§ O que se pede
Substitua "celeiro" por "armazém" e reproduza o trecho do texto fornecido que começa em "Nessa operação global, o" e termina em "da Aldeia Global.".

§ Texto fornecido
************

Nos dias de hoje, observamos estupefatos os acontecimentos de uma guerra que leva mais de quinhentos anos: o sequestro da terra por parte da máquina global dominante.
Nessa operação global, o dever que nos foi dado agora é de ser o celeiro do mundo, de alimentar os povos do planeta. Cultivamos, colhemos e exportamos como bons cidadãos visando o reconhecimento do importante papel econômico que nos cabe na divisão internacional do trabalho, mediante a qual se distribuem as tarefas da Aldeia Global.
A ideia de que somos de um país de grande relevância na tarefa de alimentar mundo é uma grande e silenciosa armadilha na que alguns desavisados caíram, se investindo de um abecedário pragmático recolhido de uma pseudo-erudição econômica que todos conhecemos: o neoliberalismo. É ele que seduz-nos a pensar só a partir dos resultados de um processo que, no longo prazo, traz consequências preocupantes para todas as vidas do planeta.

************

§ Trecho dos dados
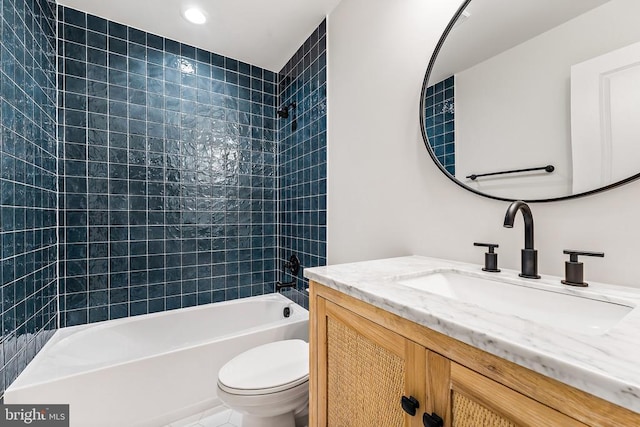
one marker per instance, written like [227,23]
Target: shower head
[283,112]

************

§ Solução da tarefa
Nessa operação global, o dever que nos foi dado agora é de ser o armazém do mundo, de alimentar os povos do planeta. Cultivamos, colhemos e exportamos como bons cidadãos visando o reconhecimento do importante papel econômico que nos cabe na divisão internacional do trabalho, mediante a qual se distribuem as tarefas da Aldeia Global.